**Your instructions**
Transcribe the material below line for line, keeping every character unchanged.

**Records to use**

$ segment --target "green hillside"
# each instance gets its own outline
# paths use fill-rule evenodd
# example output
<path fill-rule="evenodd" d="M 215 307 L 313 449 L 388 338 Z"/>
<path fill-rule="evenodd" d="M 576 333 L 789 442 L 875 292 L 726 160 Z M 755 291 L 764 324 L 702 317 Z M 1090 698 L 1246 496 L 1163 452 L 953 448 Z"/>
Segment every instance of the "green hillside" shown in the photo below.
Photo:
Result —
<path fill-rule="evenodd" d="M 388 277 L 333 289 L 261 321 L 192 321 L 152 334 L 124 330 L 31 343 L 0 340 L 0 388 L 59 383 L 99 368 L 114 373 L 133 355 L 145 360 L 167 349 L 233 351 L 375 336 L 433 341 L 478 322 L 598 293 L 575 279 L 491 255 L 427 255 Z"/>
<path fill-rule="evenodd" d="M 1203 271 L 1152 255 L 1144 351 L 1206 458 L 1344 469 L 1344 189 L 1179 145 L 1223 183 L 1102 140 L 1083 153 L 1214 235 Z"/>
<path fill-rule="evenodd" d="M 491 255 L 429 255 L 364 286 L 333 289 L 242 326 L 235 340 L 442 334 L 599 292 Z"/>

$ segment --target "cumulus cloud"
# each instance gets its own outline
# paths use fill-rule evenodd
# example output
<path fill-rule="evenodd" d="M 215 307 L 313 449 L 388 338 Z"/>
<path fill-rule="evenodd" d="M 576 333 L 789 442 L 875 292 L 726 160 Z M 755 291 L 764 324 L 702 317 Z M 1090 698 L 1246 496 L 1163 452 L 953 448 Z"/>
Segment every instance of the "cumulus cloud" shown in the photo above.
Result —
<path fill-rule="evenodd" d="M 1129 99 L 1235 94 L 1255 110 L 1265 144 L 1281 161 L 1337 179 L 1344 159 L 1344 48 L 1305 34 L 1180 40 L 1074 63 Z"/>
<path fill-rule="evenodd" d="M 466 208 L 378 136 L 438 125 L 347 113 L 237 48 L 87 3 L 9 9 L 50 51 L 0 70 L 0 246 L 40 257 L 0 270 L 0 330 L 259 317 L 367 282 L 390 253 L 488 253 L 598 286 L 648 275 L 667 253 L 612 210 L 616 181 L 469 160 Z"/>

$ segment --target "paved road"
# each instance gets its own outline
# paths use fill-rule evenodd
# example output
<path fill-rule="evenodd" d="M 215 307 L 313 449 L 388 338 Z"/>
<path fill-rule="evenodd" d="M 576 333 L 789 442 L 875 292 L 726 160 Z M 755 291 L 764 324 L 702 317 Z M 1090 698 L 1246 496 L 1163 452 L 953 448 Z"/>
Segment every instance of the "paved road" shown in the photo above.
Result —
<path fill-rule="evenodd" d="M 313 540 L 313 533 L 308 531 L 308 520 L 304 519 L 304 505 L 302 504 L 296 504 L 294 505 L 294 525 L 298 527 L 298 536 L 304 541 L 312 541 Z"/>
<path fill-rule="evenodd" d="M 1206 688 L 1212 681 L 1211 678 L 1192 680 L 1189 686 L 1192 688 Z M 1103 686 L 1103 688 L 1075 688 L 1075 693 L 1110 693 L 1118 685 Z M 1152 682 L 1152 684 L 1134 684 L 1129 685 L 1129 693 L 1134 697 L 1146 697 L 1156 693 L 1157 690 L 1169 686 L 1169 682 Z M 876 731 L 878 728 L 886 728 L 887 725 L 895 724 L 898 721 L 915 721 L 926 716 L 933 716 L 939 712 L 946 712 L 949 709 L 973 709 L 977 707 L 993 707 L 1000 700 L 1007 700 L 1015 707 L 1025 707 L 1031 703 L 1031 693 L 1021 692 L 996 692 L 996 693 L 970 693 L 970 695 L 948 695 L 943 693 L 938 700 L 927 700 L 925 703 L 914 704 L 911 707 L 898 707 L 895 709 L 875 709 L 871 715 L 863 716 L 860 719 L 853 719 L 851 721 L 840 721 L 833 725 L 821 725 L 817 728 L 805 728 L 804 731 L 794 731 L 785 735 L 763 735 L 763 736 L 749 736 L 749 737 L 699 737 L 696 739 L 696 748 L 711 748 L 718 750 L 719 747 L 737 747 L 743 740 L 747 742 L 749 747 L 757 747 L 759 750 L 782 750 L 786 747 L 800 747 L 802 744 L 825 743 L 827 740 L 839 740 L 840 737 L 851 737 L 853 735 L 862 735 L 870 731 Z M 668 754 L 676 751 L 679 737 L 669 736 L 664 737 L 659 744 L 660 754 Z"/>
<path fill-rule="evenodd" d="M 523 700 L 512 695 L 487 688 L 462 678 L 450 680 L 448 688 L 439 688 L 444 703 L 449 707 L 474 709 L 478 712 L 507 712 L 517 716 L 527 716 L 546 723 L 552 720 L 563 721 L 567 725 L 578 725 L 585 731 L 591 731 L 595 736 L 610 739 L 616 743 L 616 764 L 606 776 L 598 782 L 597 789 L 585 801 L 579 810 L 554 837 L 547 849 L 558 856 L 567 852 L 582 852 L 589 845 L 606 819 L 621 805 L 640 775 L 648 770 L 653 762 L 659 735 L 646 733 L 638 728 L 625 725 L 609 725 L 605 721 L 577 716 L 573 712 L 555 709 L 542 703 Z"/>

**Reply to the task**
$ segment --target "green hillside"
# each instance gets its own outline
# paths use fill-rule evenodd
# example output
<path fill-rule="evenodd" d="M 215 307 L 313 449 L 388 338 Z"/>
<path fill-rule="evenodd" d="M 576 333 L 789 442 L 875 292 L 726 160 Z M 755 291 L 764 324 L 702 317 Z M 1090 698 L 1246 496 L 1163 452 L 953 448 Z"/>
Segment every instance of the "green hillside" shown in the photo below.
Photo:
Result —
<path fill-rule="evenodd" d="M 388 277 L 333 289 L 261 321 L 192 321 L 152 334 L 124 330 L 31 343 L 0 340 L 0 388 L 59 383 L 99 368 L 114 373 L 133 355 L 145 360 L 167 349 L 233 351 L 375 336 L 433 341 L 478 322 L 598 293 L 575 279 L 491 255 L 427 255 Z"/>
<path fill-rule="evenodd" d="M 1203 271 L 1152 255 L 1144 351 L 1206 458 L 1344 469 L 1344 189 L 1179 145 L 1223 183 L 1102 140 L 1083 153 L 1214 235 Z"/>
<path fill-rule="evenodd" d="M 491 255 L 429 255 L 364 286 L 333 289 L 242 326 L 235 340 L 442 334 L 599 292 Z"/>

$ segment --target "cumulus cloud"
# each instance gets its own outline
# paths use fill-rule evenodd
# example output
<path fill-rule="evenodd" d="M 215 307 L 313 449 L 388 338 Z"/>
<path fill-rule="evenodd" d="M 576 333 L 789 442 L 875 292 L 726 160 Z M 755 291 L 764 324 L 702 317 Z M 1090 698 L 1246 496 L 1163 452 L 953 448 Z"/>
Segment every instance of the "cumulus cloud" shown in the photo above.
Result —
<path fill-rule="evenodd" d="M 1129 99 L 1235 94 L 1255 110 L 1265 144 L 1281 161 L 1337 179 L 1344 159 L 1344 48 L 1305 34 L 1180 40 L 1074 63 Z"/>
<path fill-rule="evenodd" d="M 466 208 L 378 136 L 438 125 L 347 113 L 237 48 L 87 3 L 9 9 L 50 51 L 0 70 L 0 246 L 40 257 L 0 270 L 0 330 L 259 317 L 367 282 L 390 253 L 488 253 L 598 286 L 648 275 L 667 253 L 612 210 L 616 181 L 469 160 Z"/>

$ segment --target "paved road"
# each instance gets its own outline
# paths use fill-rule evenodd
# example output
<path fill-rule="evenodd" d="M 215 307 L 313 449 L 388 338 Z"/>
<path fill-rule="evenodd" d="M 576 333 L 789 442 L 875 292 L 726 160 Z M 755 291 L 764 324 L 702 317 Z M 1090 698 L 1246 496 L 1163 452 L 953 448 Z"/>
Segment every instance of the "paved road" shown in the photo above.
Result —
<path fill-rule="evenodd" d="M 313 540 L 313 533 L 308 531 L 308 520 L 304 519 L 304 505 L 302 504 L 296 504 L 294 505 L 294 525 L 298 527 L 298 536 L 304 541 L 312 541 Z"/>
<path fill-rule="evenodd" d="M 1206 688 L 1212 681 L 1211 678 L 1192 680 L 1189 686 L 1192 688 Z M 1103 686 L 1103 688 L 1075 688 L 1075 693 L 1110 693 L 1118 685 Z M 1152 682 L 1152 684 L 1134 684 L 1129 685 L 1129 693 L 1134 697 L 1146 697 L 1156 693 L 1157 690 L 1169 686 L 1169 682 Z M 876 731 L 878 728 L 886 728 L 887 725 L 895 724 L 898 721 L 915 721 L 926 716 L 933 716 L 939 712 L 946 712 L 949 709 L 973 709 L 977 707 L 993 707 L 1000 700 L 1007 700 L 1015 707 L 1025 707 L 1031 703 L 1031 693 L 1021 692 L 996 692 L 996 693 L 970 693 L 970 695 L 948 695 L 943 693 L 938 700 L 927 700 L 925 703 L 914 704 L 911 707 L 898 707 L 895 709 L 875 709 L 871 715 L 863 716 L 860 719 L 853 719 L 851 721 L 840 721 L 833 725 L 821 725 L 817 728 L 805 728 L 804 731 L 794 731 L 785 735 L 763 735 L 763 736 L 749 736 L 749 737 L 699 737 L 696 739 L 696 748 L 711 748 L 718 750 L 719 747 L 737 747 L 743 740 L 747 742 L 749 747 L 757 747 L 759 750 L 782 750 L 786 747 L 800 747 L 802 744 L 825 743 L 827 740 L 839 740 L 840 737 L 851 737 L 853 735 L 862 735 L 870 731 Z M 668 754 L 676 751 L 679 737 L 669 736 L 664 737 L 659 744 L 660 754 Z"/>
<path fill-rule="evenodd" d="M 523 700 L 512 695 L 487 688 L 462 678 L 450 680 L 448 688 L 439 688 L 444 703 L 449 707 L 474 709 L 478 712 L 507 712 L 517 716 L 527 716 L 546 723 L 552 720 L 563 721 L 567 725 L 578 725 L 585 731 L 591 731 L 595 736 L 610 739 L 616 743 L 616 764 L 606 776 L 598 782 L 597 789 L 585 801 L 579 810 L 554 837 L 547 849 L 558 856 L 567 852 L 582 852 L 589 845 L 606 819 L 621 805 L 640 775 L 648 770 L 653 762 L 659 735 L 646 733 L 638 728 L 625 725 L 609 725 L 605 721 L 577 716 L 573 712 L 555 709 L 542 703 Z"/>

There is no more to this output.